§ Exercise: Write out the records below word for word, starting at their first line and ending with the line that contains "76 62 L 78 73".

>> START Material

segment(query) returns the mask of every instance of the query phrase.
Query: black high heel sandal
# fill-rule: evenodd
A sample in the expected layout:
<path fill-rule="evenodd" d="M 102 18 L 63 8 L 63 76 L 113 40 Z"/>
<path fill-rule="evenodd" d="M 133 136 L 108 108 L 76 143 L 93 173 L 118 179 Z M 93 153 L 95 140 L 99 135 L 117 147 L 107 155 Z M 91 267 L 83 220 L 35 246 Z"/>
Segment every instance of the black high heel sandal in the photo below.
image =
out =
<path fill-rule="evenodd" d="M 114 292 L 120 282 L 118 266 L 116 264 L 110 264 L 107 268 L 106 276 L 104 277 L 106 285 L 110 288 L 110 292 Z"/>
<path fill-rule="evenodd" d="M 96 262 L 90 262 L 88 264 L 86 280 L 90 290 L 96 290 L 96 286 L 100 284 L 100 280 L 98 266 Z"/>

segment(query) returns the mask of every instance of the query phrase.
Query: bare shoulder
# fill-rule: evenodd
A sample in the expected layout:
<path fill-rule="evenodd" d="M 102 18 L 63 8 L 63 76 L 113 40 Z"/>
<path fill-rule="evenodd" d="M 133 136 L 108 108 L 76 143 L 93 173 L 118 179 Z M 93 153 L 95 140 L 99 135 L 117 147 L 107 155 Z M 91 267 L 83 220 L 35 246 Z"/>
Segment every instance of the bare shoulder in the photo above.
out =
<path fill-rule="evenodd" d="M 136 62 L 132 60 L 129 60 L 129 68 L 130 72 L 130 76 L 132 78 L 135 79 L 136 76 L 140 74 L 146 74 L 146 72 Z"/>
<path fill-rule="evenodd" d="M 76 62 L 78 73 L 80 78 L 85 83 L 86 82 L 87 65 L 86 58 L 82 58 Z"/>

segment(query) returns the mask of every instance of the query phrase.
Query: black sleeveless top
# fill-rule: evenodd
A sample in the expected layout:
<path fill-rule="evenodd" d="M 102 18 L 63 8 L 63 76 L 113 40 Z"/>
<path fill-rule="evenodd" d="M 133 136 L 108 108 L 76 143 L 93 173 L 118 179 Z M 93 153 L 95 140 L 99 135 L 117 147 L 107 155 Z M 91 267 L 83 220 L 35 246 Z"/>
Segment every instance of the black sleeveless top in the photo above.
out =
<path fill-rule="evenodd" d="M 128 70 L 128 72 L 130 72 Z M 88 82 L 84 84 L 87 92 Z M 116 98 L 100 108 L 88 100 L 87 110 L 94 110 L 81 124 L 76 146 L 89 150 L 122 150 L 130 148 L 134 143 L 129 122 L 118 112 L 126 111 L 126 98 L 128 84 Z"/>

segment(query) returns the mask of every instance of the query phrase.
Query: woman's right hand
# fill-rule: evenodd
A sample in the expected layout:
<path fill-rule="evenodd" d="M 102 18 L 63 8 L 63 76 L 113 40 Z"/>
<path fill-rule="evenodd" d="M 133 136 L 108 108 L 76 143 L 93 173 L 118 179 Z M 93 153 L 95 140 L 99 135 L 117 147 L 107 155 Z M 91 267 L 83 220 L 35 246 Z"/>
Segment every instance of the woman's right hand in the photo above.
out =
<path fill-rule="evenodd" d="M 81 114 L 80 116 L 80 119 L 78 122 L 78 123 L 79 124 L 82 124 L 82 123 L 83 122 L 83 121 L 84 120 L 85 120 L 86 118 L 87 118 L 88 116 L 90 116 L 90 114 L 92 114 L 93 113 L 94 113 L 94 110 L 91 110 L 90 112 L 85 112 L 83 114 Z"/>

>> END Material

§ Solved problem:
segment(query) returns the mask of every instance of the query phrase.
Query: black high heel sandal
# fill-rule: evenodd
A sample in the expected layout:
<path fill-rule="evenodd" d="M 102 18 L 63 8 L 63 76 L 113 40 Z"/>
<path fill-rule="evenodd" d="M 133 136 L 108 108 L 76 143 L 93 173 L 118 179 Z M 93 153 L 95 140 L 99 135 L 117 147 L 107 155 Z M 91 267 L 83 220 L 35 246 Z"/>
Segment every instance of the black high heel sandal in the photo below.
image =
out =
<path fill-rule="evenodd" d="M 114 292 L 120 282 L 118 266 L 116 264 L 110 264 L 107 268 L 106 276 L 104 277 L 106 285 L 110 288 L 110 292 Z"/>
<path fill-rule="evenodd" d="M 96 262 L 90 262 L 88 264 L 86 280 L 90 290 L 96 290 L 96 286 L 100 284 L 100 280 L 98 266 Z"/>

segment(query) returns the mask of every instance of the query phrase.
Query: bare shoulder
# fill-rule: evenodd
A sample in the expected layout:
<path fill-rule="evenodd" d="M 102 18 L 63 8 L 63 76 L 113 40 Z"/>
<path fill-rule="evenodd" d="M 133 136 L 108 108 L 76 143 L 93 173 L 118 179 Z M 93 153 L 95 140 L 99 135 L 117 147 L 107 155 Z M 91 267 L 83 220 L 35 246 Z"/>
Segment every instance of the bare shoulder in the photo above.
out =
<path fill-rule="evenodd" d="M 136 62 L 132 60 L 129 60 L 129 68 L 130 72 L 130 76 L 132 78 L 135 79 L 136 76 L 140 74 L 146 74 L 146 72 Z"/>
<path fill-rule="evenodd" d="M 76 62 L 78 73 L 80 78 L 85 83 L 86 82 L 87 65 L 86 58 L 82 58 Z"/>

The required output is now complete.